**** STORED ROWS ****

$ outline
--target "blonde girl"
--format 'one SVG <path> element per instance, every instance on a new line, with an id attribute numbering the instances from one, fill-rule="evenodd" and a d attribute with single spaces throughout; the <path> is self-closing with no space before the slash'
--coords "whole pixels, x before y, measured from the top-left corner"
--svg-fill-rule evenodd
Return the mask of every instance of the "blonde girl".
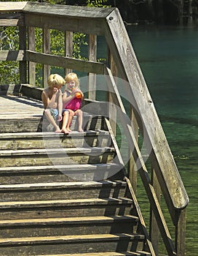
<path id="1" fill-rule="evenodd" d="M 44 108 L 44 116 L 53 125 L 55 132 L 63 132 L 57 121 L 62 120 L 63 98 L 61 87 L 66 81 L 62 76 L 58 74 L 52 74 L 47 79 L 48 88 L 44 89 L 41 94 L 41 99 Z M 67 123 L 68 111 L 64 113 L 63 124 Z"/>
<path id="2" fill-rule="evenodd" d="M 81 108 L 82 101 L 84 99 L 84 94 L 79 89 L 79 80 L 76 73 L 68 74 L 65 78 L 66 89 L 63 95 L 63 111 L 68 110 L 69 118 L 66 126 L 68 132 L 71 132 L 70 125 L 74 116 L 78 116 L 79 127 L 78 131 L 83 132 L 82 118 L 83 113 Z M 76 93 L 79 96 L 77 96 Z"/>

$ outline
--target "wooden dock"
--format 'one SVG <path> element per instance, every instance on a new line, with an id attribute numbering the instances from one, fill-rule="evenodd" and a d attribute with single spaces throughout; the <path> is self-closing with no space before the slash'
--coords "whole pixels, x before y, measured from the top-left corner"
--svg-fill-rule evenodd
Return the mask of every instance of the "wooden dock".
<path id="1" fill-rule="evenodd" d="M 5 119 L 25 119 L 41 118 L 44 107 L 42 102 L 15 95 L 0 97 L 0 121 Z"/>
<path id="2" fill-rule="evenodd" d="M 155 256 L 162 254 L 159 244 L 162 243 L 163 255 L 184 255 L 189 197 L 119 10 L 5 1 L 0 2 L 0 26 L 3 29 L 17 28 L 18 50 L 0 50 L 0 61 L 17 61 L 20 75 L 15 85 L 0 85 L 0 94 L 7 95 L 0 97 L 0 230 L 4 228 L 0 255 L 91 256 L 100 252 Z M 42 31 L 41 52 L 36 50 L 38 29 Z M 58 40 L 63 43 L 59 45 L 64 49 L 62 55 L 52 50 L 50 43 L 52 45 L 56 39 L 52 36 L 53 30 L 62 37 Z M 76 32 L 87 38 L 87 56 L 83 59 L 74 57 Z M 97 61 L 100 59 L 98 36 L 104 37 L 107 47 L 103 62 Z M 52 65 L 66 74 L 76 70 L 88 77 L 85 112 L 90 124 L 86 132 L 58 135 L 58 148 L 55 133 L 46 132 L 50 152 L 43 140 L 41 88 L 36 86 L 37 64 L 43 67 L 43 87 L 47 85 Z M 105 78 L 104 84 L 98 84 L 97 75 Z M 12 88 L 15 96 L 10 95 Z M 101 89 L 106 102 L 95 100 Z M 123 90 L 131 102 L 129 113 L 122 98 Z M 106 108 L 104 103 L 108 103 Z M 118 124 L 127 141 L 123 154 L 116 136 Z M 146 142 L 149 170 L 139 136 Z M 124 162 L 126 154 L 129 157 Z M 53 161 L 58 161 L 58 170 Z M 120 176 L 107 182 L 107 173 L 117 166 L 122 167 Z M 68 175 L 63 176 L 63 171 Z M 87 181 L 71 181 L 74 172 L 77 173 L 74 178 Z M 150 208 L 149 234 L 136 198 L 138 175 L 142 182 L 138 186 L 144 187 Z M 100 182 L 87 183 L 95 176 Z M 170 224 L 166 222 L 160 206 L 162 195 Z M 84 222 L 87 216 L 90 218 Z M 100 216 L 97 221 L 95 216 Z M 110 222 L 106 217 L 111 217 Z M 74 217 L 75 221 L 68 219 L 66 223 L 63 217 Z M 53 219 L 47 222 L 47 218 Z M 21 237 L 23 219 L 26 219 L 25 237 Z M 104 227 L 101 222 L 106 222 Z M 15 227 L 16 232 L 12 233 Z M 171 238 L 170 229 L 173 227 L 175 236 Z"/>

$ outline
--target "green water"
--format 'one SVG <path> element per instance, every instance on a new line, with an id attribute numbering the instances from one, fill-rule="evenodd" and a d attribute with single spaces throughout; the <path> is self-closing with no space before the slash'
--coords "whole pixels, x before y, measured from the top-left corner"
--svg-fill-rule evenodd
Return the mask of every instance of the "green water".
<path id="1" fill-rule="evenodd" d="M 189 195 L 186 255 L 198 255 L 198 28 L 127 29 Z"/>

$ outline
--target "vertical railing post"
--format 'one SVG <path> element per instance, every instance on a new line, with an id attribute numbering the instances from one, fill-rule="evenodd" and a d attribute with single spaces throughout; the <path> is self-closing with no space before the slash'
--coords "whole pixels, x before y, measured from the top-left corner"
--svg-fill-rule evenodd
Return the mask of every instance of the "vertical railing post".
<path id="1" fill-rule="evenodd" d="M 175 227 L 175 247 L 177 256 L 185 255 L 186 229 L 186 208 L 180 211 Z"/>
<path id="2" fill-rule="evenodd" d="M 66 31 L 65 33 L 65 56 L 72 58 L 73 56 L 73 32 Z M 65 69 L 65 75 L 72 72 L 71 69 Z"/>
<path id="3" fill-rule="evenodd" d="M 26 50 L 26 28 L 19 27 L 19 49 Z M 19 61 L 20 83 L 27 83 L 27 64 L 26 61 Z"/>
<path id="4" fill-rule="evenodd" d="M 132 127 L 132 129 L 134 131 L 134 135 L 136 139 L 136 141 L 138 141 L 138 125 L 136 121 L 136 118 L 135 117 L 134 112 L 132 110 L 132 106 L 130 106 L 130 120 L 131 120 L 131 125 Z M 130 154 L 130 160 L 128 162 L 128 176 L 129 179 L 130 181 L 130 183 L 132 184 L 132 189 L 134 192 L 136 194 L 137 191 L 137 178 L 138 178 L 138 170 L 136 164 L 134 161 L 134 158 L 132 157 L 132 154 L 131 151 L 129 148 L 129 154 Z"/>
<path id="5" fill-rule="evenodd" d="M 108 61 L 109 61 L 109 66 L 111 69 L 111 74 L 114 77 L 114 81 L 116 83 L 117 83 L 117 67 L 116 65 L 116 63 L 114 60 L 113 56 L 111 55 L 110 50 L 108 52 Z M 114 98 L 111 95 L 112 92 L 108 91 L 107 94 L 108 101 L 108 117 L 109 117 L 109 121 L 111 124 L 111 127 L 112 129 L 112 131 L 114 132 L 114 136 L 116 135 L 116 109 L 115 108 L 115 105 L 114 104 Z"/>
<path id="6" fill-rule="evenodd" d="M 28 49 L 35 50 L 35 28 L 28 27 Z M 36 64 L 32 61 L 28 62 L 28 83 L 35 85 Z"/>
<path id="7" fill-rule="evenodd" d="M 89 60 L 91 61 L 96 61 L 97 55 L 97 36 L 90 34 L 89 42 Z M 89 89 L 88 98 L 90 99 L 95 99 L 95 89 L 96 89 L 96 75 L 89 73 Z"/>
<path id="8" fill-rule="evenodd" d="M 161 195 L 161 189 L 159 182 L 157 181 L 154 169 L 151 167 L 151 182 L 153 184 L 153 187 L 154 189 L 157 200 L 159 203 L 160 203 L 160 195 Z M 154 249 L 157 255 L 158 255 L 159 250 L 159 229 L 158 227 L 158 225 L 154 217 L 154 212 L 151 210 L 151 207 L 150 207 L 150 237 L 151 239 L 151 242 L 154 246 Z"/>
<path id="9" fill-rule="evenodd" d="M 48 29 L 43 29 L 43 53 L 50 53 L 50 30 Z M 47 86 L 47 78 L 50 74 L 50 66 L 43 65 L 43 85 L 44 87 Z"/>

****

Select every line of the entries above that contains the word "vertical".

--target "vertical railing post"
Return the mask of every instance of the "vertical railing post".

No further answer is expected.